(REQUIRED TASKS)
a. According to the horse-racing article, how many times was Tom Scudamore's father champion jockey?
b. Return the part of the horse-racing article between "I remember dashing" and "for a word.", inclusive, copied word for word.

(EXERCISE TEXT)
Two minutes before, Thomas Mor, from the David Pipe yard where Tom has spent his working life, had won the Bracknell Handicap Hurdle. Had Scudamore been his jockey as previously planned, it would have been his 1,500th winner over jumps. But there were still no regrets, only a chuckle that the successful rider Tom O’Brien, Scudamore’s neighbour, would be paying for dinner. 


I remember dashing to Ascot in April 1993 to see Tom’s Dad Peter Scudamore bring home a winner on what we knew would be his last ride in public, and the crowd would have loved to pay a similar tribute to his son. A steely competitor – you wouldn’t try going up Tom Scudamore’s inside as a fellow jockey – only nine jump jockeys have ever ridden more winners than him. Trainers searching for a last-minute substitute after having a jockey sidelined would always be grateful if Tom, the ultimate professional, was in the weighing room and available. But he is, too, quite simply one of the nicest blokes in racing, always making the time to sign an autograph or stop for a word.

It will certainly be strange to be reading racecards in the future without a Scudamore in the saddle. Tom’s grandfather Michael won the Grand National, father Scu was eight times champion jockey, and though like him Tom never won the National, I well remember how close he came to winning the Gold Cup on The Giant Bolster, being denied thanks only to a quite extraordinary ride on Synchronised by champion A.P. McCoy. He did, though, ride ten Festival winners including one for his trainer brother Michael, was stable jockey from 2007 for his friend David Pipe and rode a Scottish National winner for his father’s partner Lucinda Russell on Mighty Thunder.

Those of us who have entered on the back nine of life will probably never again see a jump race as good as the 2021 Clarence House contest between Ireland’s Energumene and Britain’s Shishkin, a horse spoken of in the same breath as his trainer Nicky Henderson’s Altior and Sprinter Sacre. That scintillating contest between the best two-milers in Britain and Ireland was won in the final strides by Nicky Henderson’s horse. But when battle recommenced in the 2022 Champion Chase at Cheltenham, Shishkin pulled up. He was later found to be suffering from a rare bone disease. On his eventual racecourse return over the two miles of Sandown’s Tingle Creek Chase last December, a sparkless Shishkin trailed home in third behind Edwardstone and Greaneteen and for the crowds at Ascot last Saturday the big question was ‘Has Shiskin “gone”?’ Would we never again see his crisply athletic jumping, his tingling acceleration from the last? After the field had jumped a mere three fences, one man was assured of the answer: Nicky Henderson knew that the old Shishkin was back.

(DATA SUPPLIED)
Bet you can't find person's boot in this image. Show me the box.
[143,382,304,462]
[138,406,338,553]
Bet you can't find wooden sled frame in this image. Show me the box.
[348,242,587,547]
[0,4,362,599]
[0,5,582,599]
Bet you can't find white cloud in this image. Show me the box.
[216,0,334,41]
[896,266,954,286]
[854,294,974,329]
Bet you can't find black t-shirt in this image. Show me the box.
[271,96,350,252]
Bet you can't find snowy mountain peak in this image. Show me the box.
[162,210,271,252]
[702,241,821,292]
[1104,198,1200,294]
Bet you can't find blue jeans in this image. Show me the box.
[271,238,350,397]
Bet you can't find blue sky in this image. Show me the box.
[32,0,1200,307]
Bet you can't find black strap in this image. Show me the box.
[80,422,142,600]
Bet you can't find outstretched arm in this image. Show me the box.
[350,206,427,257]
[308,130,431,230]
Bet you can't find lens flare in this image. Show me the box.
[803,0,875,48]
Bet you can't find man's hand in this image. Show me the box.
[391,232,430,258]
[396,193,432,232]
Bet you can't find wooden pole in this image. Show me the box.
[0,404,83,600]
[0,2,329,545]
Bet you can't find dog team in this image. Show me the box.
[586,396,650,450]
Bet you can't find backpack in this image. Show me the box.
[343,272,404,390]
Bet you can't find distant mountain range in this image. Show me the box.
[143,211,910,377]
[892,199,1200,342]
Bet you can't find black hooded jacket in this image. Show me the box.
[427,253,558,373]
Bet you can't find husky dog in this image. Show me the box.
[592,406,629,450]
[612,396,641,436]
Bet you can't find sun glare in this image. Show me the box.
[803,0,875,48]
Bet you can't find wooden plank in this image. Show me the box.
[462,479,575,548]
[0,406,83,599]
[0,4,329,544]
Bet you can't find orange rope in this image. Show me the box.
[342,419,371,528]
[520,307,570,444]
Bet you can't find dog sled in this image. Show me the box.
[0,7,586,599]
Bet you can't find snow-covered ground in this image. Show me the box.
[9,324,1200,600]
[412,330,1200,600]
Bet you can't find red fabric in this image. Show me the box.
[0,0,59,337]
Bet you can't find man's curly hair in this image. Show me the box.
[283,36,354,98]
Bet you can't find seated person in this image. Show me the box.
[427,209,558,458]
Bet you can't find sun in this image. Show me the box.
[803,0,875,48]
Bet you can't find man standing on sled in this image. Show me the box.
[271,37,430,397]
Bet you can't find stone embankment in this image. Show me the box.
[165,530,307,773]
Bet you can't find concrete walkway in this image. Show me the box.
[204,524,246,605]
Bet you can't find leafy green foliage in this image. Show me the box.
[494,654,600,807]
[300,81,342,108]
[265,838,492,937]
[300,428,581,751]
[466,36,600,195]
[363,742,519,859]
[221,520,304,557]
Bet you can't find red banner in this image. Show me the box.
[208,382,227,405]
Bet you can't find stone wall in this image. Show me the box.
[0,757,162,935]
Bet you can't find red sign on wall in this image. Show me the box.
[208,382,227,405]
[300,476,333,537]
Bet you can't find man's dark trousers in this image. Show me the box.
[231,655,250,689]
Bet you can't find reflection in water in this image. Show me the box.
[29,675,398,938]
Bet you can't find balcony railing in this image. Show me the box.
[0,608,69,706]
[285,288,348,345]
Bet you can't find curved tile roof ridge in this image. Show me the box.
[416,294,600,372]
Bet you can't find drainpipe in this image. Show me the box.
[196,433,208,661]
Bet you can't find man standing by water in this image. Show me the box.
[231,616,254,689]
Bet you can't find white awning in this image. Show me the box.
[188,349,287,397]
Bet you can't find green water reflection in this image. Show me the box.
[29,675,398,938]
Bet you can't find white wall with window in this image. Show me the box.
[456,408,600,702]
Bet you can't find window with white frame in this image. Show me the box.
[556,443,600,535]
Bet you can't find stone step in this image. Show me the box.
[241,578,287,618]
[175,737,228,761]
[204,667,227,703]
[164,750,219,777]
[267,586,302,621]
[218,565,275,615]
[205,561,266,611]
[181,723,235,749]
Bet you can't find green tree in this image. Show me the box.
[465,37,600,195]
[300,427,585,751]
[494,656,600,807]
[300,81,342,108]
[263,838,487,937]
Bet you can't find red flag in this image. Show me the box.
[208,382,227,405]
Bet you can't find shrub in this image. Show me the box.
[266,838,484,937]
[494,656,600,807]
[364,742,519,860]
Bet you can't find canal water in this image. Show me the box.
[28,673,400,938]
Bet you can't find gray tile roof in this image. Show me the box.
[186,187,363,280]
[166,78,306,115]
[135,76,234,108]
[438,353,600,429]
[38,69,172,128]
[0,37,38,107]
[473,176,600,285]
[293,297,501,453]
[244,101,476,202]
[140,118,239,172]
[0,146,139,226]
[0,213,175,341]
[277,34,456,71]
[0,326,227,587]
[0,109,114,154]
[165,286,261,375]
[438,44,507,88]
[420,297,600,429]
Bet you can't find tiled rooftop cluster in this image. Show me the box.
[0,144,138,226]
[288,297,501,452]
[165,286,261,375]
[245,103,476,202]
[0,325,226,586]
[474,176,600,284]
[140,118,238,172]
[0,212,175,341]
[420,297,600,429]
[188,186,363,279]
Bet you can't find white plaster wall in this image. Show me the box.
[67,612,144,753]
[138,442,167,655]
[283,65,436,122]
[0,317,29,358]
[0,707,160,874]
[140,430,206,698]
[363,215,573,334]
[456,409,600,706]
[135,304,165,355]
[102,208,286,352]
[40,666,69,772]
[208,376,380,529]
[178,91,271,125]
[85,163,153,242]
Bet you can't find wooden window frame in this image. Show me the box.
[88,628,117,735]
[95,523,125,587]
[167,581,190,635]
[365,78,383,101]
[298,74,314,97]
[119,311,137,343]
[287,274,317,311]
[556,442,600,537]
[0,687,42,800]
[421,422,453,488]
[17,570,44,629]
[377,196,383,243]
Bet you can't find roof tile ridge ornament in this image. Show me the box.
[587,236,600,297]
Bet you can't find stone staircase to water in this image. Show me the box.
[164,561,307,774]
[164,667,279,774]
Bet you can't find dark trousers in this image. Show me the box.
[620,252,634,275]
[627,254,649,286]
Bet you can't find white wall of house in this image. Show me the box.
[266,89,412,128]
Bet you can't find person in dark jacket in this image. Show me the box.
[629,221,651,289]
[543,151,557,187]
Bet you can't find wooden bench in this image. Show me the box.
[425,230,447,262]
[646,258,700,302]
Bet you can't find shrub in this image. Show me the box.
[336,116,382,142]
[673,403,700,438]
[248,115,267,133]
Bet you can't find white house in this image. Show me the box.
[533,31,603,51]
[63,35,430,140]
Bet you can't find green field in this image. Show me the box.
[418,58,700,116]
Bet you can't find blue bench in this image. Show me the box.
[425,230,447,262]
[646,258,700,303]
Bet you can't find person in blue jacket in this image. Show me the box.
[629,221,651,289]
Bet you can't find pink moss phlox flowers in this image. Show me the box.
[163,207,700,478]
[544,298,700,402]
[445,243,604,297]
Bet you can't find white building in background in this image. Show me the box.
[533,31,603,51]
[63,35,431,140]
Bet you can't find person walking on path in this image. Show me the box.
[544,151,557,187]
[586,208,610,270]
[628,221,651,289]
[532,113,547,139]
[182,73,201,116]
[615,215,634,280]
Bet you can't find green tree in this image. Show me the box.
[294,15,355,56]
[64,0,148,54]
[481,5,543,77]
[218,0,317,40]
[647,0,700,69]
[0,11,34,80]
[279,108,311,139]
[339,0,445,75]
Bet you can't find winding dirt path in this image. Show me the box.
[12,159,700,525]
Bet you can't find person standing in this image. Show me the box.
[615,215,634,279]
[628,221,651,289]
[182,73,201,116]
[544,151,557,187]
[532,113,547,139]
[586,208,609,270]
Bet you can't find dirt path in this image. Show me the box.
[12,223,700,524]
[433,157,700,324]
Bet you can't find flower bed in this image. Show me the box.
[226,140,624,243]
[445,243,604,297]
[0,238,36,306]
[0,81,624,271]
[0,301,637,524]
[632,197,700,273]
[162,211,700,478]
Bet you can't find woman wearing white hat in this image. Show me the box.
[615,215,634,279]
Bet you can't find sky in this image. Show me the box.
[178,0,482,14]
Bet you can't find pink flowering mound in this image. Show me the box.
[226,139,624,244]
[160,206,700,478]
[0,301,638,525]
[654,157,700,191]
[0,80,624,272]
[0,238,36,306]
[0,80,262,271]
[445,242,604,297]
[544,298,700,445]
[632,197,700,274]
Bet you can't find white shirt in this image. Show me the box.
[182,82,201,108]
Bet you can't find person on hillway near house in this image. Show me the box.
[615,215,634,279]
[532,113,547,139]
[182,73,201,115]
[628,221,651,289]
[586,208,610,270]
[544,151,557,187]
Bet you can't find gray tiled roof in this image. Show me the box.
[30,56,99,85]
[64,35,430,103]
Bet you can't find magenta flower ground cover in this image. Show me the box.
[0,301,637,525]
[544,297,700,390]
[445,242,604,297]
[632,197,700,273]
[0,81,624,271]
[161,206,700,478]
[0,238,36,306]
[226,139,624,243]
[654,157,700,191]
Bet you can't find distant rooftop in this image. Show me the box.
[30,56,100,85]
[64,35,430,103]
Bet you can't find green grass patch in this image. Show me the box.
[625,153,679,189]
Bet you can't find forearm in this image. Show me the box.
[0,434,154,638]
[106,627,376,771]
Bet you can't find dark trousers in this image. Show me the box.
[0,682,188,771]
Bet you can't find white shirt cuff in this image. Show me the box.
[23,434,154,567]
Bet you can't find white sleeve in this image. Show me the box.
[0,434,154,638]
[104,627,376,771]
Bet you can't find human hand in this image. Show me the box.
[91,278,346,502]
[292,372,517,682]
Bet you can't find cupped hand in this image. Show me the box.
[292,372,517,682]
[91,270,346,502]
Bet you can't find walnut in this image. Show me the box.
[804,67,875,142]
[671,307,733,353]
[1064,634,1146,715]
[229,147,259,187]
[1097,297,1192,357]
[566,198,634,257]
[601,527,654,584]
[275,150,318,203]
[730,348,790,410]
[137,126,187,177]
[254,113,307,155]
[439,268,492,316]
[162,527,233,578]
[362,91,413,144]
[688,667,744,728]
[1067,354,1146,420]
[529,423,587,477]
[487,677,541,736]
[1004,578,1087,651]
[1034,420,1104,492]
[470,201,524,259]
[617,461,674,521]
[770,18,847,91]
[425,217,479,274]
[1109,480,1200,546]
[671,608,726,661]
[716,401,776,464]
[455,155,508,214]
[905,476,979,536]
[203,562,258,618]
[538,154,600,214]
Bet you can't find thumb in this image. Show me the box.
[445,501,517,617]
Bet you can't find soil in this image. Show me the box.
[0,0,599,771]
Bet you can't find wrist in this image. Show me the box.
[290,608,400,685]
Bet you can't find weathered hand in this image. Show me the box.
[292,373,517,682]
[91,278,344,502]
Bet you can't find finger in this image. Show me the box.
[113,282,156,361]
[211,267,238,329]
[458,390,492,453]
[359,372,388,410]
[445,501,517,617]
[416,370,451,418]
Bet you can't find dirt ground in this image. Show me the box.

(ANSWERS FOR THE TASKS)
a. Eight times.

b.
I remember dashing to Ascot in April 1993 to see Tom’s Dad Peter Scudamore bring home a winner on what we knew would be his last ride in public, and the crowd would have loved to pay a similar tribute to his son. A steely competitor – you wouldn’t try going up Tom Scudamore’s inside as a fellow jockey – only nine jump jockeys have ever ridden more winners than him. Trainers searching for a last-minute substitute after having a jockey sidelined would always be grateful if Tom, the ultimate professional, was in the weighing room and available. But he is, too, quite simply one of the nicest blokes in racing, always making the time to sign an autograph or stop for a word.